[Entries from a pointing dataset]
—————
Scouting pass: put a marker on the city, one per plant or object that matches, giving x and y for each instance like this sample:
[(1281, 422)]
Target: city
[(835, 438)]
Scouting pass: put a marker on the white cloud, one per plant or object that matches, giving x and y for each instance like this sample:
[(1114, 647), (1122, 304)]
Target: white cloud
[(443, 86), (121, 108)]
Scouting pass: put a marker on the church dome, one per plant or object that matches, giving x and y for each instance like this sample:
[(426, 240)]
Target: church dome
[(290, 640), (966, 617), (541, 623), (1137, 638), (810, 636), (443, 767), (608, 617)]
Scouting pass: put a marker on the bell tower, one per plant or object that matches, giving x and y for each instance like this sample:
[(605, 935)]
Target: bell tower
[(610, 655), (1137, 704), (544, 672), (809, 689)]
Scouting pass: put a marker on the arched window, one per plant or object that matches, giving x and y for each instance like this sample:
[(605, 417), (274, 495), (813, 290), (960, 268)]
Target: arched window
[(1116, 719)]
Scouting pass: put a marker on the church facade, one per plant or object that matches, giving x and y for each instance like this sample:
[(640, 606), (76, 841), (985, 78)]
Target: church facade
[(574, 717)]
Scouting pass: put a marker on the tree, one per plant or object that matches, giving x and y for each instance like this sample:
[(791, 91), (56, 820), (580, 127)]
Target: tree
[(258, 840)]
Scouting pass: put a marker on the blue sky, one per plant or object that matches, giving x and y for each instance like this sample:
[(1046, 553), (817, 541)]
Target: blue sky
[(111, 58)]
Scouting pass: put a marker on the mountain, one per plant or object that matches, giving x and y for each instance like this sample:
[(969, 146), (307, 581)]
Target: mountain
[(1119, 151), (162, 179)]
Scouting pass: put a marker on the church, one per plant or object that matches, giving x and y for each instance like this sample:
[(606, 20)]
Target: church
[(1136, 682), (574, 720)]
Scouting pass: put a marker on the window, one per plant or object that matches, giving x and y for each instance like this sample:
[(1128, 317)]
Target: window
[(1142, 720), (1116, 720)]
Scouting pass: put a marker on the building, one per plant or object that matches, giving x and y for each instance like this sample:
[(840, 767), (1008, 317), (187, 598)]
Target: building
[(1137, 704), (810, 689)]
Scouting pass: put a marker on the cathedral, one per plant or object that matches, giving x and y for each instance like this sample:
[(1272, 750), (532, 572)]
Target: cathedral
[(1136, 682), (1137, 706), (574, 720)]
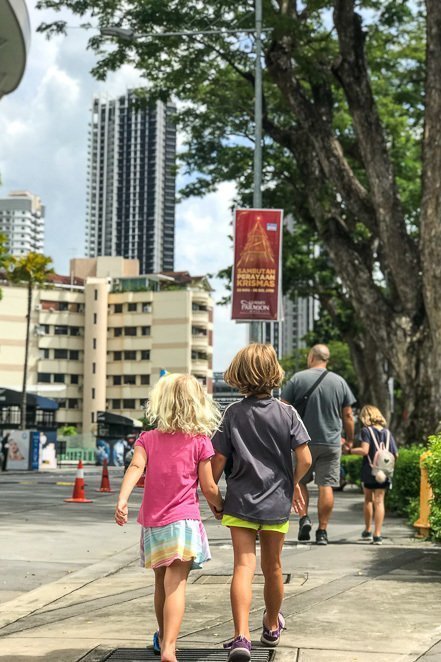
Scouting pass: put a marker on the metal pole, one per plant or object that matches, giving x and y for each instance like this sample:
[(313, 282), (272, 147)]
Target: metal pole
[(257, 329), (257, 192)]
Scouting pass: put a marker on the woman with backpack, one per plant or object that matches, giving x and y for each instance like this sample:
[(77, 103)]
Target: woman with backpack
[(379, 452)]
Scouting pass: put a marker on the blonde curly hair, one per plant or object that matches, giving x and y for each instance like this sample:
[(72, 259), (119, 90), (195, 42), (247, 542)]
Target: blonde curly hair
[(371, 415), (178, 403)]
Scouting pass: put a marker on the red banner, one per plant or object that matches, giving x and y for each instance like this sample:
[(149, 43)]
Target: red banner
[(256, 270)]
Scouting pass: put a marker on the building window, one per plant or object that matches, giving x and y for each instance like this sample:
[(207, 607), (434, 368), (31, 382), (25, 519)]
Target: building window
[(61, 330)]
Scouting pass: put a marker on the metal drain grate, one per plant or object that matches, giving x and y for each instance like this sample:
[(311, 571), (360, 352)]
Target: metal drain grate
[(186, 655)]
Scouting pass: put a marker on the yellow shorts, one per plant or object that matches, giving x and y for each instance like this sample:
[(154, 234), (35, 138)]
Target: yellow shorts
[(229, 520)]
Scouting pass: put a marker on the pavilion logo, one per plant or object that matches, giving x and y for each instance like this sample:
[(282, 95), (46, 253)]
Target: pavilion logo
[(254, 306)]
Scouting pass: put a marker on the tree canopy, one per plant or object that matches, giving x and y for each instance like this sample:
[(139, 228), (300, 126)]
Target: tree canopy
[(352, 149)]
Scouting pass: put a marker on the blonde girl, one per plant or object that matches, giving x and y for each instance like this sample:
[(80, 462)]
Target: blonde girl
[(373, 423), (177, 454), (259, 434)]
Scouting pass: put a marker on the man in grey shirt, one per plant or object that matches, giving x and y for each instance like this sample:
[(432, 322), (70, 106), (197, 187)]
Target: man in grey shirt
[(327, 409)]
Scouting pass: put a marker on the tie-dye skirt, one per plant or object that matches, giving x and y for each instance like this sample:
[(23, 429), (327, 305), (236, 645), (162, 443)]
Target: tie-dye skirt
[(185, 540)]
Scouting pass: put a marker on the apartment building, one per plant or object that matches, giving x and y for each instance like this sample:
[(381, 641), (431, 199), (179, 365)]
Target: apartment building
[(131, 181), (22, 222), (101, 336)]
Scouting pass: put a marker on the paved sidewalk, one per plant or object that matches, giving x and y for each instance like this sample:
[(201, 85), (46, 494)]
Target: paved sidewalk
[(86, 595)]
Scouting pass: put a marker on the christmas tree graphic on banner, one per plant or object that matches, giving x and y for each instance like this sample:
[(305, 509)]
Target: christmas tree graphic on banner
[(257, 250)]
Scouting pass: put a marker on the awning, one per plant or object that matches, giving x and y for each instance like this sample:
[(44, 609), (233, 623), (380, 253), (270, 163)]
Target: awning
[(10, 398), (108, 418), (14, 41)]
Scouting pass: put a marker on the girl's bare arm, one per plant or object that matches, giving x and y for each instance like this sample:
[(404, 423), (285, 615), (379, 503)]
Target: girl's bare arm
[(131, 477)]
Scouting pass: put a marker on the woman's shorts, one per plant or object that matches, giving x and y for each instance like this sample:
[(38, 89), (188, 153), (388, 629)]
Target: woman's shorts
[(184, 540), (229, 520), (377, 486)]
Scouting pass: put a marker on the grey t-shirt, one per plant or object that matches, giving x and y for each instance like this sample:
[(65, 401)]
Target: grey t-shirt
[(322, 417), (259, 435)]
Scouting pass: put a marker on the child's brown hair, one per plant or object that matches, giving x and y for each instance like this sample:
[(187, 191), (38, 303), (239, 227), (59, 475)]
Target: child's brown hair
[(255, 370)]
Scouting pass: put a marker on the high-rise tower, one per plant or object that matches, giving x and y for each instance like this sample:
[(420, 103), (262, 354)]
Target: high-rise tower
[(22, 222), (131, 182)]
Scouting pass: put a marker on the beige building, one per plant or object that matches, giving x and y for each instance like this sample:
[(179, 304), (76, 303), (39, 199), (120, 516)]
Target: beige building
[(100, 337)]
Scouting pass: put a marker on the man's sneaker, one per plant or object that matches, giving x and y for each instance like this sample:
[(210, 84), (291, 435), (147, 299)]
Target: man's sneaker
[(240, 649), (304, 528), (321, 537), (272, 637)]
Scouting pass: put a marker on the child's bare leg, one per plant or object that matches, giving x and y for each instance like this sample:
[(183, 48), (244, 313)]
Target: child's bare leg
[(271, 543), (368, 508), (378, 511), (241, 593), (159, 598), (175, 581)]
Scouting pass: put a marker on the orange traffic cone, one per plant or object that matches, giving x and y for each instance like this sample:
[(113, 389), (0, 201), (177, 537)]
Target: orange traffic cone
[(105, 483), (78, 495)]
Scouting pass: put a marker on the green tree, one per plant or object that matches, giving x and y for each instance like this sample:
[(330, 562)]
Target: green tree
[(351, 109), (32, 269), (5, 259)]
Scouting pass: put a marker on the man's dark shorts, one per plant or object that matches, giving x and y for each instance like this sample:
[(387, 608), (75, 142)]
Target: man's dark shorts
[(325, 467)]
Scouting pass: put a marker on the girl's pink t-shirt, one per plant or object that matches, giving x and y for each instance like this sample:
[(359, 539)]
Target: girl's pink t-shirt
[(171, 481)]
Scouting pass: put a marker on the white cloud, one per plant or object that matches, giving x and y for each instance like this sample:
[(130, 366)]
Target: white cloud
[(43, 149)]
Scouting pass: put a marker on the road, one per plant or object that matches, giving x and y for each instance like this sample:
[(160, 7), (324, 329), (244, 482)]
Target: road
[(71, 588)]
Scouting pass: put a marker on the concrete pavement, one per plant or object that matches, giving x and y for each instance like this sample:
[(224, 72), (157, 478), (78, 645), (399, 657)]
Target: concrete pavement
[(71, 588)]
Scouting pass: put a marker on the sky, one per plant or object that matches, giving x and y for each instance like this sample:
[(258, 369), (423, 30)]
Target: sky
[(43, 149)]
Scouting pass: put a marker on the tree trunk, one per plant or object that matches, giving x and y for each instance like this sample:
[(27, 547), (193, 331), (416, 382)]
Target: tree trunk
[(23, 416)]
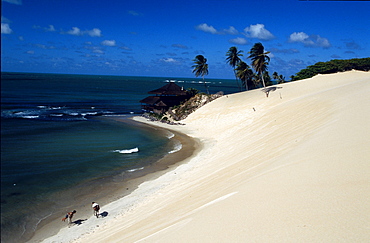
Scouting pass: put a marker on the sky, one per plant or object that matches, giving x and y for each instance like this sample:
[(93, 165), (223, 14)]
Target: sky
[(161, 38)]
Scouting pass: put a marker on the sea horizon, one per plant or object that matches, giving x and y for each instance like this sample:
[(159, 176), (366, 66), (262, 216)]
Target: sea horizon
[(59, 135)]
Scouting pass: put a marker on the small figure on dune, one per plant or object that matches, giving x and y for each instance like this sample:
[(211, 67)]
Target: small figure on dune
[(69, 216), (96, 209)]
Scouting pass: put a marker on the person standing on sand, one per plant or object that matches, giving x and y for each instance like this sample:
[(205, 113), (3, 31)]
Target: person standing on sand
[(96, 209), (69, 216)]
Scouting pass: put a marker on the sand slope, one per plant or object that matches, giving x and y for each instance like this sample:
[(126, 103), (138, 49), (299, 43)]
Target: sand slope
[(294, 167)]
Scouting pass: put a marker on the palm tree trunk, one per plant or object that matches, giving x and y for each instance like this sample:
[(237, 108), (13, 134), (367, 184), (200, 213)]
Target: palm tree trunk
[(236, 78), (263, 81), (205, 85)]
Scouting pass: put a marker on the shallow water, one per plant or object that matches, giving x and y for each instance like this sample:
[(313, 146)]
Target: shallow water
[(57, 143)]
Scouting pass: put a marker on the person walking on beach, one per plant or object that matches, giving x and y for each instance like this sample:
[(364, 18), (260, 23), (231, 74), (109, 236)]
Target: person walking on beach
[(69, 216), (96, 209)]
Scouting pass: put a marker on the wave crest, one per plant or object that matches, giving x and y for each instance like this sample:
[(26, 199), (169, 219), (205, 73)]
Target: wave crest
[(127, 151)]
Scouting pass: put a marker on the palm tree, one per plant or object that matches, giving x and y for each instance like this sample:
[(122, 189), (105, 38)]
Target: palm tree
[(233, 59), (245, 74), (260, 60), (281, 79), (200, 68), (275, 76)]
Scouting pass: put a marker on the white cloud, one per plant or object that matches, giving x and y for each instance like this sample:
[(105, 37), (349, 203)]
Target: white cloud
[(77, 31), (179, 46), (206, 28), (231, 31), (312, 41), (298, 37), (108, 43), (258, 31), (238, 41), (5, 29), (94, 32), (126, 48), (74, 31)]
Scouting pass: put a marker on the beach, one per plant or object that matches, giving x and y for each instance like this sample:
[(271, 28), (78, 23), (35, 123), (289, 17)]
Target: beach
[(293, 167)]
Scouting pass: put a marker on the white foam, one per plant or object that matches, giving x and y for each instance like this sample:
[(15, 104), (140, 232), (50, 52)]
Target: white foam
[(127, 151), (136, 169), (177, 147)]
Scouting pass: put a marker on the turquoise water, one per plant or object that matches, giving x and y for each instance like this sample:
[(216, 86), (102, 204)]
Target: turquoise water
[(56, 138)]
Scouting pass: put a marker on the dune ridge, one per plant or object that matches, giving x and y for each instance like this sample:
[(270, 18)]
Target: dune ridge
[(293, 167)]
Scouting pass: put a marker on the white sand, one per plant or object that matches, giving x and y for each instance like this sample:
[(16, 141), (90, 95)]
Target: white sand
[(294, 167)]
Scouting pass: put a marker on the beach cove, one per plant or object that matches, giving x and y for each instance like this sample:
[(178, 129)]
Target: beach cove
[(290, 167)]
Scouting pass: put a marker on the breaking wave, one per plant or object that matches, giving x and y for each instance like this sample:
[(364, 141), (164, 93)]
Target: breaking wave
[(127, 151)]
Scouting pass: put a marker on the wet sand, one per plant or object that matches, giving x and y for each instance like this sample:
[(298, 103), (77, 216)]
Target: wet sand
[(292, 167), (108, 190)]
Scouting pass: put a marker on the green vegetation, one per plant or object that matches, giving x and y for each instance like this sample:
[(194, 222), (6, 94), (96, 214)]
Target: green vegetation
[(333, 66), (260, 60), (201, 68), (233, 58)]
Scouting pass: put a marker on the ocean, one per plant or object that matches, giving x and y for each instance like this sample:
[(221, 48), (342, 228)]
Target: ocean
[(60, 140)]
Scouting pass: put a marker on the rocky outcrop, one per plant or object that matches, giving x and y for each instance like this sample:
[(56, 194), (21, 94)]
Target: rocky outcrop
[(182, 111)]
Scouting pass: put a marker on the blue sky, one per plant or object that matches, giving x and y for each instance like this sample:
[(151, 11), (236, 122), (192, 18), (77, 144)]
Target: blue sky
[(162, 37)]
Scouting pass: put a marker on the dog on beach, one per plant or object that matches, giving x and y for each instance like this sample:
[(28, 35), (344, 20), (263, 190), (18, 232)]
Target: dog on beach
[(69, 216), (96, 208)]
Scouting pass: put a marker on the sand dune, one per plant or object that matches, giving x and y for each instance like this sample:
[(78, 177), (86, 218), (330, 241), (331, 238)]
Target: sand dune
[(293, 167)]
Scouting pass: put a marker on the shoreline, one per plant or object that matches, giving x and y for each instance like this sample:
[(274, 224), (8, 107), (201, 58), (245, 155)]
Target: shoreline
[(190, 146), (283, 167)]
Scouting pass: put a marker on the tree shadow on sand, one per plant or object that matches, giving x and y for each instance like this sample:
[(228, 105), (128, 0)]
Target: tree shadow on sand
[(104, 214), (79, 221), (270, 89)]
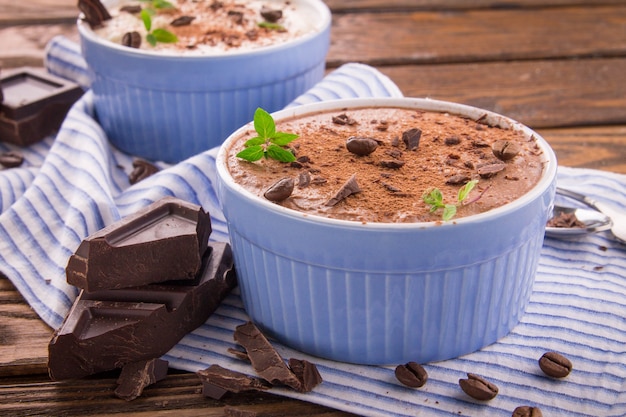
—————
§ Objective
Recast the records starting at the line containing "Scouting pass: put a marker on the palm tree, one" and ending at the line containing "68), (275, 76)]" as a Markdown table with columns named Row and Line, omitting any blank lines.

§ The completed task
| Row | Line |
|---|---|
| 1 | Scouting pass: put a marker on the palm tree, one per plant or object that matches, giving x and y for each instance like this sample: |
| 2 | [(122, 189), (105, 38)] |
| 3 | Target: palm tree |
| 4 | [(233, 59), (245, 74), (260, 60), (281, 79), (200, 68), (275, 76)] |